*** Opening of GIVEN DATA ***
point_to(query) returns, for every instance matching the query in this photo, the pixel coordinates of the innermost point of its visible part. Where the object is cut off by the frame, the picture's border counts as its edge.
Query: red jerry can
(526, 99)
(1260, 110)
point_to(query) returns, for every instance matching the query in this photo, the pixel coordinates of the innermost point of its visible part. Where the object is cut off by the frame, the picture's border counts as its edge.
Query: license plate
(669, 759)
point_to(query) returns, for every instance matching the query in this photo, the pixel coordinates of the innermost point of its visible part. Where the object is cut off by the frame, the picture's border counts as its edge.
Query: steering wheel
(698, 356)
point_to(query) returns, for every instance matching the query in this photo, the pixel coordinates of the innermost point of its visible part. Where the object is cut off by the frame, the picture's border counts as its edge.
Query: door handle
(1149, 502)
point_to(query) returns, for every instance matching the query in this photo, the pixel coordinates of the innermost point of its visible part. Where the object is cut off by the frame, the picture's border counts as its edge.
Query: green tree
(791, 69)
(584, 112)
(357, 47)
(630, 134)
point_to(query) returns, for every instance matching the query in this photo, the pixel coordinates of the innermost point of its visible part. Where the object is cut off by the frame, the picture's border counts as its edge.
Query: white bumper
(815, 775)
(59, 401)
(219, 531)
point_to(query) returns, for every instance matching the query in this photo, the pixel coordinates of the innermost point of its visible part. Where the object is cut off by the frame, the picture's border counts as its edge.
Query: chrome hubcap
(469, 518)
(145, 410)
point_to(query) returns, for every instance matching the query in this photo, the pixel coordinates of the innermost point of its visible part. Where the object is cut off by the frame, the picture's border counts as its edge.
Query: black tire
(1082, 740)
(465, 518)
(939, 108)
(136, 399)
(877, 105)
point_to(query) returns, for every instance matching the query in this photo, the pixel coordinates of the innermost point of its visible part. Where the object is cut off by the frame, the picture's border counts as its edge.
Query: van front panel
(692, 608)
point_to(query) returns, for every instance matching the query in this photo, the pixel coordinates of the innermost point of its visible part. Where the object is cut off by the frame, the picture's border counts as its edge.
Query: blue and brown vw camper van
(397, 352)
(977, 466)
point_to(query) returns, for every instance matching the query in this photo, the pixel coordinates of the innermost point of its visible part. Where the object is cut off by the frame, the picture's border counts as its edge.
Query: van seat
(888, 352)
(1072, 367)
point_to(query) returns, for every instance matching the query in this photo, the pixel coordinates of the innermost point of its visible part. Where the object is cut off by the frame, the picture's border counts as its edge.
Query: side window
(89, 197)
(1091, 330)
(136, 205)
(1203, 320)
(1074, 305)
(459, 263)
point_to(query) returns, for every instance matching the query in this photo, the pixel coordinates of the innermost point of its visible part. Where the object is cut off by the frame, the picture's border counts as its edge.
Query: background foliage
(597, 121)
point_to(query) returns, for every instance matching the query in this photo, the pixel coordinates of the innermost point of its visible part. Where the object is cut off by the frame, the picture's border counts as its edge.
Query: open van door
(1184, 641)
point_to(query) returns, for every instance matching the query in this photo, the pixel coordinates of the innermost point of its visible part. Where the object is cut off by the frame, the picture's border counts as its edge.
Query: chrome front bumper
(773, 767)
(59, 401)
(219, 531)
*** Close of GIVEN DATA ***
Every entry must be output again, exactly as written above.

point_to(query) returns, for every instance matching the query in this photo, the pixel coordinates of the innermost point of its visible part. Where the object is cut off by the frame, the picture's border counts as its edge.
Query: red jerry can
(526, 99)
(1260, 110)
point_to(query) returns, for every instance matching the query in this photo, the pixel coordinates of the innermost point of its visible part. Where the object is cut off by the frame, the picture's border counts as its edge.
Query: license plate
(669, 759)
point_to(query) returns, for every instance matching the query in this photo, the pixel coordinates of the innermost point of its visible part. Where the object is cut off by the frame, the picture's border counts as its edge.
Query: steering wheel
(698, 356)
point_to(query) returns, for every instance matching the query in this photo, the pixel coordinates of the innermost point of its visible part. Where the object is cut off by the frame, the picture's border counts as its edge.
Query: door handle
(1149, 502)
point_to(query) returns, for every instance matching the query in this photo, the pixel coordinates of the innermost point of its visible part. Where the object is cut off by the frame, the picture's border counts as its edge.
Query: green tree
(791, 69)
(584, 112)
(357, 47)
(630, 134)
point_to(query) returns, for every instance matching the query in this photo, the pixel coordinates of the innermost point of its visible part. Where the object is cut off by the frame, the picture's border counts as its edge.
Query: white bumper
(815, 775)
(59, 401)
(219, 531)
point_to(query) returns, for every instance matching the query in this photo, the pixel coordinates of the innermost point of its visible part. Where the object is cut off by the frame, the picture's border counts as its edge.
Query: chrome hubcap
(469, 518)
(145, 410)
point_to(query) returns, for every instance matching the query in this photo, the pixel coordinates of the innermost point of its visible part. Where the object is cut off by the frame, the picture's border counts as its edge.
Query: black tire
(1082, 740)
(465, 518)
(939, 108)
(136, 399)
(877, 105)
point_to(query) returns, for every instance matching the query in this photo, the pixel coordinates of the innermost point of its visible part. Where the object is cut off by the frame, the picture's border counts as its edge.
Query: van front panel
(692, 608)
point_to(query) returns, for every instance matching the query in this photo, the pixel coordinates of the innermost point of its visible part. Where the object is cut off by the frame, the picture's border counts as its edge.
Query: blue and brown vw camper van
(397, 352)
(977, 466)
point_to(query) returns, for every instance matching the query in this photo, the pixel coordinates of the innermost point of its visible part. Where the object is cut off by the frame, the picture's border counts as its edge.
Query: van seat
(888, 352)
(1072, 367)
point_to(query) returns, for every instance matching the query in this photo, the pixel coordinates of the innermost point of its visible part. Where the object is cut off by the frame, the picture's border counts as its edge.
Query: side window
(89, 197)
(1091, 330)
(136, 205)
(1203, 320)
(1074, 305)
(459, 263)
point_to(query) returns, for every instance matching the query in this photo, the pixel coordinates of the innermost point of its visible part. Where the object is cut off by the frame, the picture's border counts as its edge.
Query: background foliage
(597, 121)
point_to(query) returns, for every instance matching the query in this photo, the pixel coordinates of the innermost point of its visible part. Where the object is cut off by the frame, the picture's border counts as its edge.
Query: open van door
(1184, 641)
point_to(query) returns, for every instance matching the query in this photo, the pixel coordinates of the innermost point of its visible part. Where the object is cut off by the frame, the picture's border counts as its edge.
Query: chrome front bumper
(773, 767)
(59, 401)
(219, 531)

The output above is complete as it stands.